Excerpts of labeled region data

----------------------------------------

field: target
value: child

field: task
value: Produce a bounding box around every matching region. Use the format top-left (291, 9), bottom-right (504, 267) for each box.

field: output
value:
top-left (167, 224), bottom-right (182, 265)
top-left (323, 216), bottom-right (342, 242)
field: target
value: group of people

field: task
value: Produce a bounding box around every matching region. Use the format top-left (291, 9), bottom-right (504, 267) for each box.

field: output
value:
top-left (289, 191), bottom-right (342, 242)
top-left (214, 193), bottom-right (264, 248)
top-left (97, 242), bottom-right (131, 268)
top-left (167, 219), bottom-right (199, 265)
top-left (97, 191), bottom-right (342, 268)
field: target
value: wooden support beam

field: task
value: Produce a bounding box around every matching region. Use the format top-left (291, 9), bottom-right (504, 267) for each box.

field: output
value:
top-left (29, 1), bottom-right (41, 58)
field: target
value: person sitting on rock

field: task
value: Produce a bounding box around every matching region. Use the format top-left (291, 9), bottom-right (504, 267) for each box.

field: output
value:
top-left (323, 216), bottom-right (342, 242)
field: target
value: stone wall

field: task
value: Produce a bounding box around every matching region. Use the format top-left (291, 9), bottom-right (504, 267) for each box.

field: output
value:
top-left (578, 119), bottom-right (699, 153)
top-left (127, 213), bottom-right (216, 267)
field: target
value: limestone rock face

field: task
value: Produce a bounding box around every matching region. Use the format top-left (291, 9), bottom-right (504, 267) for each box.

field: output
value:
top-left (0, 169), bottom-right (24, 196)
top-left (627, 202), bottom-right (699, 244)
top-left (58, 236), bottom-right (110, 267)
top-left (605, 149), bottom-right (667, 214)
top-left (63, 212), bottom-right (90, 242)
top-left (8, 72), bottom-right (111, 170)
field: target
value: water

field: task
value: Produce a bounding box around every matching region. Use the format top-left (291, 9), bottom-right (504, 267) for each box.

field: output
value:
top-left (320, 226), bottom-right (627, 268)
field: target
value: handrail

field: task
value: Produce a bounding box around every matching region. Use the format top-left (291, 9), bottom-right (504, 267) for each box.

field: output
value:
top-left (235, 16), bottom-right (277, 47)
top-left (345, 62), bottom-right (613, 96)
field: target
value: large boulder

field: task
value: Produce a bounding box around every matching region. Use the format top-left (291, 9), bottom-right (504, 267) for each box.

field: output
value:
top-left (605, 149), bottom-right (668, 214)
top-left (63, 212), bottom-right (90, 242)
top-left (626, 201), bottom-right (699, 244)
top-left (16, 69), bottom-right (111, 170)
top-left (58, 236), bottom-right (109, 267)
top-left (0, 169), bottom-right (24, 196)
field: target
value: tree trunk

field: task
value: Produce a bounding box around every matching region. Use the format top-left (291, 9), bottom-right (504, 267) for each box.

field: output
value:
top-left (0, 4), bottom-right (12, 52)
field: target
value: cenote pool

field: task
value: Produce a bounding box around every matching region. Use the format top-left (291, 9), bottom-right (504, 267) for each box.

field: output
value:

----------------------------------------

* Task description
Reproduce all of the lines above, character for character, with no changes.

* Completed exercise
field: target
value: child

field: task
value: Produce a bounding box around every matching region. Use the format top-left (291, 9), bottom-right (504, 267) for each box.

field: output
value:
top-left (167, 224), bottom-right (182, 265)
top-left (323, 216), bottom-right (342, 242)
field: target
value: group of people

field: task
value: Produce a bounding box around every matching region. Use the format top-left (291, 9), bottom-right (504, 267) for each box.

field: output
value:
top-left (289, 191), bottom-right (342, 242)
top-left (214, 193), bottom-right (264, 248)
top-left (97, 242), bottom-right (131, 268)
top-left (167, 219), bottom-right (199, 265)
top-left (97, 191), bottom-right (342, 268)
field: target
value: wooden support beam

field: task
value: Produce a bounding box around every matching region. Use the format top-left (291, 9), bottom-right (504, 267) for each box.

field: output
value:
top-left (29, 1), bottom-right (41, 58)
field: target
value: person sitting on rock

field: task
value: Produce a bounding box around every matching region. Use the format top-left (291, 9), bottom-right (504, 267) for each box.

field: output
value:
top-left (323, 216), bottom-right (342, 242)
field: target
value: stone wall

field: task
value: Produce a bounding box around every matching region. Use the format top-left (291, 9), bottom-right (504, 267) for each box.

field: output
value:
top-left (578, 119), bottom-right (699, 153)
top-left (127, 213), bottom-right (216, 267)
field: target
value: limestone rock face

field: task
value: Produce a bounding box around every matching region. Use the format top-left (291, 9), bottom-right (504, 267) for each box.

field: output
value:
top-left (0, 169), bottom-right (24, 196)
top-left (627, 202), bottom-right (699, 244)
top-left (58, 236), bottom-right (110, 267)
top-left (605, 149), bottom-right (667, 214)
top-left (63, 212), bottom-right (90, 242)
top-left (8, 72), bottom-right (111, 170)
field: target
value: water

field: task
value: Produce a bounding box around every matching region. Use the format top-left (291, 9), bottom-right (504, 267) for each box.

field: output
value:
top-left (320, 226), bottom-right (627, 268)
field: target
value: handrail

field: task
value: Produce a bounding box around every matching region. Use the format top-left (291, 9), bottom-right (504, 267) for each box.

field: output
value:
top-left (235, 16), bottom-right (277, 47)
top-left (345, 62), bottom-right (613, 96)
field: target
value: large boulder

field: task
value: Produce a bounding box around every matching region. Use the format top-left (291, 9), bottom-right (504, 267) for each box.

field: output
value:
top-left (605, 149), bottom-right (668, 214)
top-left (63, 212), bottom-right (90, 242)
top-left (626, 201), bottom-right (699, 244)
top-left (16, 69), bottom-right (111, 170)
top-left (58, 236), bottom-right (109, 267)
top-left (0, 169), bottom-right (24, 196)
field: target
value: tree trunk

field: task
value: Produce a bounding box around every matching region. Use the format top-left (291, 9), bottom-right (504, 267) for each box.

field: output
value:
top-left (0, 4), bottom-right (12, 52)
field: target
value: cenote pool

field: task
value: Produce a bounding box around every matching region. Use the format top-left (291, 9), bottom-right (504, 267) for each box.

field: output
value:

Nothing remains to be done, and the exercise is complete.